• **Stated task**: Write out all of the lines below, exactly and completely.

• **Exercise data**:
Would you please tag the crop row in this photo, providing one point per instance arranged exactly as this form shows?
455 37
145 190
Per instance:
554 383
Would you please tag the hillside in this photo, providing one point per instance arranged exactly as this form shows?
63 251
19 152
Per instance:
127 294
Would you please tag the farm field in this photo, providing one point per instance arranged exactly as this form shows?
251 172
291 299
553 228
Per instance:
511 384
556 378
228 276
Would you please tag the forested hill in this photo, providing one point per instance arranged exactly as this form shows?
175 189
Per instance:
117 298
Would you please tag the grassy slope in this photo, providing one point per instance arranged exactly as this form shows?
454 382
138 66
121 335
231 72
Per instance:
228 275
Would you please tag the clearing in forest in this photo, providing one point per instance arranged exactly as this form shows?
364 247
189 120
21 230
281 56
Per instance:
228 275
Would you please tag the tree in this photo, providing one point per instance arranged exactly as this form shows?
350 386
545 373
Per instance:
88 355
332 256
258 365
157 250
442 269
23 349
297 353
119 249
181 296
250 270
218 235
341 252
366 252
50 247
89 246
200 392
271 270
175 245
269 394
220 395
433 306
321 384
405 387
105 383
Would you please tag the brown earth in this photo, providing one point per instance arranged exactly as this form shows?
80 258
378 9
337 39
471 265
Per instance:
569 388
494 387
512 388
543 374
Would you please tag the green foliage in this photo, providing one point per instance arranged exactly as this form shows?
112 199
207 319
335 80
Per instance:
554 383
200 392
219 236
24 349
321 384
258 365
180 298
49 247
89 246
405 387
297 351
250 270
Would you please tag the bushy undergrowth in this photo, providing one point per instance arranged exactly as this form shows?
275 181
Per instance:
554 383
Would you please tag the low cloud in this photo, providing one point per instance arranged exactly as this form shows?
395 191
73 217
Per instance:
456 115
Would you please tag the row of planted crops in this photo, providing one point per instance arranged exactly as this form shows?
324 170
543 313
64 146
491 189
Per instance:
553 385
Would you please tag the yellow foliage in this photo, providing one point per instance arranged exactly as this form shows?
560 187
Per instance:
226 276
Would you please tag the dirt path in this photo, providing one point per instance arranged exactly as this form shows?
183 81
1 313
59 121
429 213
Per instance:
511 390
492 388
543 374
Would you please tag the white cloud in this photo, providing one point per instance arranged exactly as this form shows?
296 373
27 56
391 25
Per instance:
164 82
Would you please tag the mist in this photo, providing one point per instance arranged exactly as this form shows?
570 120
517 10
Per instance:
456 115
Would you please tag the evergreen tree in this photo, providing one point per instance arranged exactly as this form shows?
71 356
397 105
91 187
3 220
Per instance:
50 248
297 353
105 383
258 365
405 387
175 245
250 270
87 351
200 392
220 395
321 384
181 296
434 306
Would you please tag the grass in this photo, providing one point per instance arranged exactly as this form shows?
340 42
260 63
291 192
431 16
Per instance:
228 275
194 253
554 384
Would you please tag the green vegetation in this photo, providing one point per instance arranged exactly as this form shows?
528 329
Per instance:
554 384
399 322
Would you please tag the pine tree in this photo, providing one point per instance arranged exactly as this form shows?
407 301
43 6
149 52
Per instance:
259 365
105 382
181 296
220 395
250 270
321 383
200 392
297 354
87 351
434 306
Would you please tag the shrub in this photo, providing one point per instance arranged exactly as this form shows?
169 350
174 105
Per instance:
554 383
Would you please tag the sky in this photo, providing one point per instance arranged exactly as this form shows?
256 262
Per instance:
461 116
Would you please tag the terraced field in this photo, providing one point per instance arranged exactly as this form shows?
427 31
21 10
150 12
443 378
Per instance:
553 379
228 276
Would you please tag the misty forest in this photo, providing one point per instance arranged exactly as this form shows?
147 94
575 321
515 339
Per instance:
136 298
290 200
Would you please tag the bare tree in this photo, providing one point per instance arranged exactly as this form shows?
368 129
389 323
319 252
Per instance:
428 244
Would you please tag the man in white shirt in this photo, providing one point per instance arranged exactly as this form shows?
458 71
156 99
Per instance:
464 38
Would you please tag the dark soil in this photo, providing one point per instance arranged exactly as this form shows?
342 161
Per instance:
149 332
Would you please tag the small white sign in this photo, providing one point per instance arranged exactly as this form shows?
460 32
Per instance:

• **Task answer**:
Would you please tag the crop row in this photo, providing one point per instance arranged exactly as this form shows?
455 37
145 190
Per instance:
554 383
Would you please tag the hillside in this photo, providing one point per instance arranged exactly as this form shows?
63 251
19 152
Per instance:
127 294
Would you please tag the farm field in this photo, providing one point per instance arranged exactly as this form shows?
251 172
291 299
553 228
Per instance:
511 384
556 378
228 276
Would you please tag the forested hill in this photo, providing one point per instance arranged exactly as this form shows?
175 189
Per instance:
117 298
Would you please tag the grassy slope in this photo, providing one point per instance arranged exactly as this form shows?
454 382
138 66
121 335
231 72
Per instance:
228 275
Would you please tag the clearing in forest in this photo, providing one point per instance arranged exactly as this form shows?
364 247
189 120
21 230
281 56
Per instance:
228 275
Would you please tag the tree in this photo, providing one point per instance arranged exactly as this form shows?
350 386
545 373
Per instance:
88 355
332 256
258 365
157 250
442 269
23 349
297 353
119 249
181 296
250 270
218 235
341 252
366 252
50 247
89 246
200 392
271 270
175 245
269 394
220 395
433 306
321 384
405 387
105 383
Would you please tag the brown earth in this photo, providing one point per instance arranged exactly as this form shows?
80 258
378 9
337 39
471 265
Per instance:
569 388
494 387
512 388
543 374
Would you please tag the green foliage in this photo, providing one point per instance arranged exactly as this form shows?
112 199
207 319
335 80
Per instance:
554 383
200 392
219 236
24 349
321 384
258 365
180 298
49 247
89 246
405 387
297 351
250 270
Would you please tag the bushy undergrowth in this photo, providing one point per instance arranged exactly as this form shows?
275 181
Per instance:
554 383
Would you please tag the low cloud in this photo, providing one point per instance arranged exactly as this form shows?
395 191
73 217
Per instance:
456 115
Would you please tag the row of planted crops in this photo, providing one point per instance arranged exactly as this form shows?
324 170
543 313
64 146
491 189
Per instance:
553 385
Would you please tag the yellow foliage in this photo, providing one point per instance arranged exactly as this form shows?
560 187
Per instance:
226 276
Would you please tag the dirt path in this photo, providing one point per instance arranged exactly as this form shows?
183 81
1 313
59 121
429 213
Per instance:
511 390
492 388
543 374
Would you please tag the white cloud in this photo, providing one point per instance arranged exactly as this form shows?
296 373
27 56
391 25
Per instance:
164 82
Would you please tag the mist in this photo, providing one point per instance arranged exactly as this form shows?
570 120
517 10
Per instance:
456 115
Would you please tag the evergreen tree in this photo, providing one point per instance arranged exactly as this form shows?
71 356
397 105
91 187
3 220
Per instance:
50 248
297 353
105 383
258 365
405 387
175 245
250 270
87 351
200 392
220 395
321 384
181 296
434 306
Would you please tag the grass in this photo, providing one point per instance arranged exactly as this form shows?
340 42
260 63
291 192
431 16
Per instance:
228 275
194 253
554 384
Would you please tag the green vegetation in this photo, providing one point per instance arranged exactly as this form shows?
528 329
Per instance:
554 384
399 322
Would you please tag the pine tree in this photo, providing one point per instance arranged exactly as this form shows?
407 301
43 6
149 52
Per instance:
259 365
105 382
181 296
220 395
250 270
321 383
200 392
297 354
87 351
434 306
Would you please tag the shrub in this photo, providing one point per instance arranged exactly as this form shows?
169 350
174 105
Per instance:
554 383
Would you please tag the sky in this photo, providing one point per instance arranged exactly as this form shows?
256 262
Per instance:
461 116
Would you please tag the terraced field in this photo, providing one point per instance arranged exactly as this form shows?
427 31
21 10
150 12
443 378
Per instance:
553 379
228 276
Would you please tag the misty forest in this photo, providing one point per instance arranged exactly as this form shows?
147 94
575 321
515 339
Per instance:
136 298
290 200
Would you please tag the bare tree in this photo, providing one point per instance arranged exactly as this form shows?
368 129
389 323
319 252
Per instance:
428 244
Would you please tag the man in white shirt in this photo, providing one point per instance arranged exactly as this form shows?
458 71
156 99
Per instance:
464 38
Would you please tag the dark soil in this photo, providing one point per instance arranged exactly as this form shows?
342 161
Per instance:
149 332
Would you please tag the small white sign in this photo, providing one point per instance arranged exactly as this form shows?
460 32
Per instance:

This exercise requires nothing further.